__ENUNCIADO DEL EJERCICIO__
Indica si cada afirmación coincide con el texto sobre los nuevos padres y justifica cada respuesta con una cita literal del texto. (a) Según el texto, la emancipación de la mujer puso fin a la doble jornada para las mujeres. (b) Dehesa cuenta que tiene amigos que aprenden a pujar al unísono con la madre en el curso del parto sicoprofiláctico. (c) Según el texto, mientras la señora pone pijamas a los niños, el señor limpia la cocina.

Y como a veces es necesario señalar lo evidente, el cronista reconoció que la causa de estos desajustes es el cambio en el papel social de la mujer, cuya emancipación alteró radicalmente el rostro de la sociedad y modificó –sigue modificando– las formas de comportamiento del varón. “Se trata de unos novedosísimos padres que no son el resultado de una milagrosa mutación”, escribe Dehesa, “ni de un voluntario y generoso acto de transformación; somos el resultado (iba a decir las víctimas) de una nueva y muy pelada actitud femenina. Ahora resulta que todas las responsabilidades tienen que ser compartidas y esto, de sobra está decirlo, incluye el cuidado y la educación de los hijos. Rudísimo golpe al carácter tenochca. Con decirles que tengo amigos que se ven muy machines y que luego me salen con que están en el curso del parto sicoprofiláctico y aprenden a pujar al unísono con la inminente madre. Yo, quizás por pertenecer a la generación intermedia, no llego a tanto, pero he de confesar que he sido débil y he hecho cosas que simplemente no formaban parte del repertorio de mi padre y mis abuelos”. El tono de derrota y resignación cumple un papel humorístico, y también expresa un sentimiento de pérdida: era mucho más cómodo llegar fatigado de la oficina y tumbarse a leer el periódico con un jaibol en mano, o lo que fuera que tomasen los señores de aquellos tiempos.

 

 

Esa comodidad y ese aislamiento terminaron, sin que ello signifique el fin de la doble jornada para las mujeres. Ellas regresan del trabajo y todavía tienen un montón de quehaceres pendientes. La mutación consiste en que mientras la señora pone pijamas a los niños y prepara uniformes para el día siguiente, el señor-antes-pachá es quien limpia la cocina, con harta prisa y poco escrúpulo higiénico, para correr luego a leer cuentos y cantar canciones de cuna. La diferencia está en que a las diez de la noche son él y ella los que caen rendidos, estupidizados, beatíficos, medio arrepentidos del momento en que se pusieron a retozar juntos para hacer bebés. Y aunque habría que ser muy sandio para pensar que en esto consiste la perfecta equidad de género, habría que estar ciego para no ver la transformación.

__DATOS PROPORCIONADOS__
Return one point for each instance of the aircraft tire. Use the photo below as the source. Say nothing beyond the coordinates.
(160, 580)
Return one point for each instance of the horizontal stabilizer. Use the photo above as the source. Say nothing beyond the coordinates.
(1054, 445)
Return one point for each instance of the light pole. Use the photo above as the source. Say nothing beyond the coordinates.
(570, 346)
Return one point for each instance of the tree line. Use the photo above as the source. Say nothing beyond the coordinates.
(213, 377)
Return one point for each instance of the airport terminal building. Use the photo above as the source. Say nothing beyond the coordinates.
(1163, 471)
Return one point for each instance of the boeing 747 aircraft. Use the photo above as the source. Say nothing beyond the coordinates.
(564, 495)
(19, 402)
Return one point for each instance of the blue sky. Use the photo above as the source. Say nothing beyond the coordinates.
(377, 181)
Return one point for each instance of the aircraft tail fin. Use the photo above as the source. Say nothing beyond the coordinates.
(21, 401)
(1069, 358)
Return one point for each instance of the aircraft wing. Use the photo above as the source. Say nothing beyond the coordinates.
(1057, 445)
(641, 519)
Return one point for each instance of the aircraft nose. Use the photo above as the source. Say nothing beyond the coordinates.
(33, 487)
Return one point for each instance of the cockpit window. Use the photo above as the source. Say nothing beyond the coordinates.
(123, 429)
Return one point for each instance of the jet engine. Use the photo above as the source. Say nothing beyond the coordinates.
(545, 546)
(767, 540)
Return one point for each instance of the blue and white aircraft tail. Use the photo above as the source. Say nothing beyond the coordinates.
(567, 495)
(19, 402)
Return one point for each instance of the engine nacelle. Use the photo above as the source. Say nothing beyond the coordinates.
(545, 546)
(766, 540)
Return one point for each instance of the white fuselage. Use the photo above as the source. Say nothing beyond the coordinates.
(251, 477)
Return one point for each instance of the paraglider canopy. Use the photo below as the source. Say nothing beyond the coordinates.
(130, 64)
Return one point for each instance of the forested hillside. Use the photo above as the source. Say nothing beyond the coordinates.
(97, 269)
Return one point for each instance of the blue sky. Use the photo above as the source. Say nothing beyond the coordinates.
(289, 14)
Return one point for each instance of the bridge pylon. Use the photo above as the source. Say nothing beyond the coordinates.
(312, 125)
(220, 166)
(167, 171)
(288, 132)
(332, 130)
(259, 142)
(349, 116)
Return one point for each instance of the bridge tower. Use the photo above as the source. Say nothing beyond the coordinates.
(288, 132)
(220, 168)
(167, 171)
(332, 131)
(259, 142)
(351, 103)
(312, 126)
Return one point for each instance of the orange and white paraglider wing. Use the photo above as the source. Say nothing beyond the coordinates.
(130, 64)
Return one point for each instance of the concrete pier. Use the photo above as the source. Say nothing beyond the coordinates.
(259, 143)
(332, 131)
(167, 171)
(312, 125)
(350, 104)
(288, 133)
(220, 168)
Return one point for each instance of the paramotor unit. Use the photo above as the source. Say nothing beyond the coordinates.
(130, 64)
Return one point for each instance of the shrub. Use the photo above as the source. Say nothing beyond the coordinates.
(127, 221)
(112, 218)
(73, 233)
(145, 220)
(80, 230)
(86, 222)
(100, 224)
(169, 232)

__SOLUCIÓN DEL PROBLEMA__
(a) No: "sin que ello signifique el fin de la doble jornada para las mujeres".
(b) Sí: "tengo amigos que se ven muy machines y que luego me salen con que están en el curso del parto sicoprofiláctico y aprenden a pujar al unísono con la inminente madre".
(c) Sí: "mientras la señora pone pijamas a los niños y prepara uniformes para el día siguiente, el señor-antes-pachá es quien limpia la cocina".